[Excerpt from a dataset]

-=-=-=-=-

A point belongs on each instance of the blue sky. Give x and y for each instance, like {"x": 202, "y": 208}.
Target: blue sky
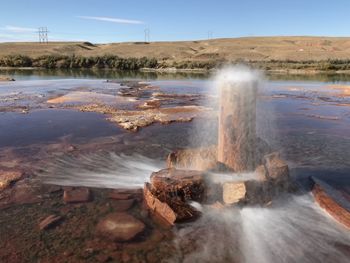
{"x": 102, "y": 21}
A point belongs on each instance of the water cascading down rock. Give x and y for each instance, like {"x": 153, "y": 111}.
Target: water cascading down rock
{"x": 239, "y": 152}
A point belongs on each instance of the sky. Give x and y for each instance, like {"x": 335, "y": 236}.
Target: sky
{"x": 105, "y": 21}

-=-=-=-=-

## Task requirements
Return the lines above without alteration, starting at the line that contains "A point belongs on each instance of the sky." and ending at the final line of the rows, including both of those lines.

## Solution to the exercise
A point belongs on each instance of the sky. Give x and y for each instance, like {"x": 335, "y": 236}.
Target: sky
{"x": 105, "y": 21}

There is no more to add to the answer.